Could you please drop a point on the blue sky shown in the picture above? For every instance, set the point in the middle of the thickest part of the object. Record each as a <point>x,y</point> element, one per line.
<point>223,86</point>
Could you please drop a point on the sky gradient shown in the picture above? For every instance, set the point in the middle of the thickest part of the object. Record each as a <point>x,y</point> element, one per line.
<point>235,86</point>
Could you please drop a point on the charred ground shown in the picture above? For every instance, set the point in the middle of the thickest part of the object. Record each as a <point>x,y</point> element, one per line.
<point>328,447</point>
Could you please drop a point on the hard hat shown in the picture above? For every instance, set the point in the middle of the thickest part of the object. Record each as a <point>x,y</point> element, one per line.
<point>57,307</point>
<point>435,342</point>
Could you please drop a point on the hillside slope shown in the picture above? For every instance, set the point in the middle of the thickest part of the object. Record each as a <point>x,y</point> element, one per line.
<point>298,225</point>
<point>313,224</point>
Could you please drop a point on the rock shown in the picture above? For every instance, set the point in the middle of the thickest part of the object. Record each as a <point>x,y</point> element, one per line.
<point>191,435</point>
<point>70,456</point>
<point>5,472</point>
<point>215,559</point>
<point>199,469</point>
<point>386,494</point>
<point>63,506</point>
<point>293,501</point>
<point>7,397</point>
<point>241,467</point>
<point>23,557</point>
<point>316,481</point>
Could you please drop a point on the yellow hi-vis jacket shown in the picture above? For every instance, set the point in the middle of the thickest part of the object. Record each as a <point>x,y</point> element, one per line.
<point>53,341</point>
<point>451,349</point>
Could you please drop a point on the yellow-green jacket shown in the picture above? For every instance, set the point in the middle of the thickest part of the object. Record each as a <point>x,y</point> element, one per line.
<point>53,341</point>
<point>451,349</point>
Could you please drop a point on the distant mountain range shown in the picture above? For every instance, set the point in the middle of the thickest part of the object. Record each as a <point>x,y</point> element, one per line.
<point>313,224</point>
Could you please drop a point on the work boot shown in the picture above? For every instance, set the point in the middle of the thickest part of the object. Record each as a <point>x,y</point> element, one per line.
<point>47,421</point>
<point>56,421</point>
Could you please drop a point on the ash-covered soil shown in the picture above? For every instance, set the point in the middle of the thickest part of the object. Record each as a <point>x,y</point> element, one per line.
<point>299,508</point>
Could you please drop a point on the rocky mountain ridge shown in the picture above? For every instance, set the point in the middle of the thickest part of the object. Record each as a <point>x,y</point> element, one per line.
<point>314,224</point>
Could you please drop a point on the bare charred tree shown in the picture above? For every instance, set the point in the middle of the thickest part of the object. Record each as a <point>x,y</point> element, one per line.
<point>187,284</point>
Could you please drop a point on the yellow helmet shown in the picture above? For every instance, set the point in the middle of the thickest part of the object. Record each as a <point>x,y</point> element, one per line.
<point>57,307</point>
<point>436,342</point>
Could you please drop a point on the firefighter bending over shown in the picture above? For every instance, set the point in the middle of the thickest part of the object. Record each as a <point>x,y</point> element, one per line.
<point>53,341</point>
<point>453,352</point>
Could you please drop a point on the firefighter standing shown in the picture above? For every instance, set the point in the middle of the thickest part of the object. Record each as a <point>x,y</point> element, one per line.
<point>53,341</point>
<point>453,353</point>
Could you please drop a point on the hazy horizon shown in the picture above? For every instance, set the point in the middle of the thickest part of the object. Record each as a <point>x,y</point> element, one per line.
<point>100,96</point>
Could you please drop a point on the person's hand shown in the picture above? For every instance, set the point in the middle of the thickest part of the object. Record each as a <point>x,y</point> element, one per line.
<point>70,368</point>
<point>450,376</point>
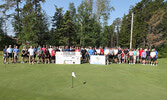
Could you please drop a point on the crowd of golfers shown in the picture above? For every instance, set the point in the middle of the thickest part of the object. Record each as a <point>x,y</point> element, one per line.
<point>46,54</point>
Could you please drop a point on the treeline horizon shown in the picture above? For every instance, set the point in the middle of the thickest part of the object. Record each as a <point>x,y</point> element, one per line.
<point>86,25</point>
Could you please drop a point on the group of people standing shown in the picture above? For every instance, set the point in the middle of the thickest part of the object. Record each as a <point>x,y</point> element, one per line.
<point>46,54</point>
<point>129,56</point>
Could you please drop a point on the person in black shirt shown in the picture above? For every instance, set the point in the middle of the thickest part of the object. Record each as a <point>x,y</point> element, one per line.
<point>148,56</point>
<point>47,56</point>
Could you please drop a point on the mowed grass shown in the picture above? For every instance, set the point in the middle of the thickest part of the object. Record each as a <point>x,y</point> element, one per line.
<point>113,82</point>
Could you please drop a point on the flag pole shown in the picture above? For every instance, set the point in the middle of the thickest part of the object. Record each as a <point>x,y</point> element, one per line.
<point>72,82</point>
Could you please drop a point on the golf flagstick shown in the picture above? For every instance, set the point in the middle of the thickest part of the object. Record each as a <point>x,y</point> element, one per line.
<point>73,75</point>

=====

> **Directive**: Reproduce every item above word for word, leaving out the pictures.

> **Written answer**:
Could you please drop a point on the blue sky shown in the picture above? For every instance, set the point in the middle of the thickest part of the object. Record each as a <point>x,y</point> element, one per line.
<point>223,86</point>
Could you please drop a point on the sky gradient shown in the picture above? For every instance, set the point in the middle of the thickest part of the object. Record each as a <point>x,y</point> element, one per line.
<point>235,86</point>
Could you please drop a point on the charred ground shown in the picture above? For every instance, set the point in the middle of the thickest part of the object. Record each as a <point>x,y</point> element, one per line.
<point>328,447</point>
Could you please drop a point on the hard hat shown in the picture above? For every instance, set the point in the middle of the thickest part of the object. Record each as a <point>x,y</point> element, one per line.
<point>57,307</point>
<point>435,342</point>
Could you please drop a point on the hillside slope shown in the picture above? For every instance, set the point in the middle of the thickest part of the object. Record each as a <point>x,y</point> element, one per line.
<point>298,225</point>
<point>313,224</point>
Could you please drop a point on the rock shown in the picture above? For every instance, set the point in the middle of the thickest part of the object. Record each as a <point>x,y</point> element, one per line.
<point>191,435</point>
<point>70,456</point>
<point>5,472</point>
<point>215,559</point>
<point>199,469</point>
<point>386,494</point>
<point>63,506</point>
<point>293,501</point>
<point>7,397</point>
<point>241,467</point>
<point>23,557</point>
<point>316,481</point>
Could you please drop a point on the yellow hi-vis jacket shown in the picture above? For every instance, set the point in the middle of the thickest part of the object. Record each as a <point>x,y</point> element, one per line.
<point>53,341</point>
<point>451,349</point>
Could you please drop a point on the yellow-green jacket shown in the picture above? For every instance, set the point in the middle of the thickest part of the object. Record each as a <point>x,y</point> element, one per line.
<point>53,341</point>
<point>451,349</point>
Could you please drop a point on the distant mountain range shown in the picture above? For every instance, set the point in the middle of the thickest part of the object. Record each as a <point>x,y</point> element, one per line.
<point>313,224</point>
Could you please drop a point on the work boot shown in the picture above? For every instance, set the point in the middle of the thickest part of the object. Record each as a <point>x,y</point> element, one per line.
<point>47,421</point>
<point>56,421</point>
Could you please drop a point on the ash-covered soil shown in the picture above? For every instance, set the point in the middle of the thickest part of the object. Record each as a <point>x,y</point> element, one per line.
<point>299,508</point>
Could you please drop a point on the rocky mountain ridge shown in the picture above? For every instance, set the point in the middle of the thickest part of the object. Record each as a <point>x,y</point> element, one per line.
<point>314,224</point>
Could you please drop a point on the bare charred tree shown in the picture above? For every instance, set the point in the middle of the thickest part of the object. Record each as a <point>x,y</point> element, one per line.
<point>187,284</point>
Could you please drop a point on the yellow helmet shown in the picture above? For every instance, set the point in the middle of the thickest part of the object. Record each as a <point>x,y</point> element, one per line.
<point>57,307</point>
<point>436,342</point>
Could you please drop a point on the firefighter bending over shown in the picture above? For every instance, set the point in the middle of the thickest part of the object. Record each as a <point>x,y</point> element, one per line.
<point>53,341</point>
<point>453,352</point>
Could you please drop a point on the firefighter standing shown in the picture above? For every instance, set the point in the middle of the thickest part of the object. Record each as a <point>x,y</point> element, one per line.
<point>53,341</point>
<point>453,353</point>
Could you please drop a point on the hazy horizon shown in the picture above? For every instance, set the point in the middle of the thickest part of the object. Record each as a <point>x,y</point> element, one per line.
<point>100,96</point>
Could you please drop a point on the person's hand shown in the picture above? For every instance, set the point in the middle of the thickest part of the object. Record each as a <point>x,y</point> element, one per line.
<point>70,368</point>
<point>450,376</point>
Could you please drop a point on the crowd of golfers shown in the picture above? For every instance, set the point in the middle of the thickest part of the object. Record each as a <point>x,y</point> element, one per line.
<point>46,54</point>
Could you please drop a point on the treeline horizon shown in the picture above? For every instance, set the point in the middle of the thickest part of the object. Record each as a <point>x,y</point> element, one per line.
<point>86,25</point>
Could you please drop a point on the group of people standing shown in the picture above? For every instance, set the point in the middle of the thickest part of the object. Record each as a <point>x,y</point> element, one per line.
<point>46,54</point>
<point>129,56</point>
Could you please drop a point on the person in black shirt shown in the picture above? For every instance, set the point in the middle of the thickest part of the object. Record each as a <point>x,y</point> element, one per line.
<point>148,56</point>
<point>47,56</point>
Could you please drop a point on the mowed grass shown in the picture above? For every instance, set the point in the middle of the thickest part of the object. Record each as a <point>x,y</point> element, one per line.
<point>113,82</point>
Could you please drop a point on the flag pole shown in the picture above? For every instance, set the point in the middle of the thickest part of the object. Record each as a <point>x,y</point> element, one per line.
<point>72,82</point>
Could you please drop a point on the golf flagstick shown in the picture above? For every instance, set the point in the middle of the thickest part of the object. Record each as a <point>x,y</point> element, one per line.
<point>73,75</point>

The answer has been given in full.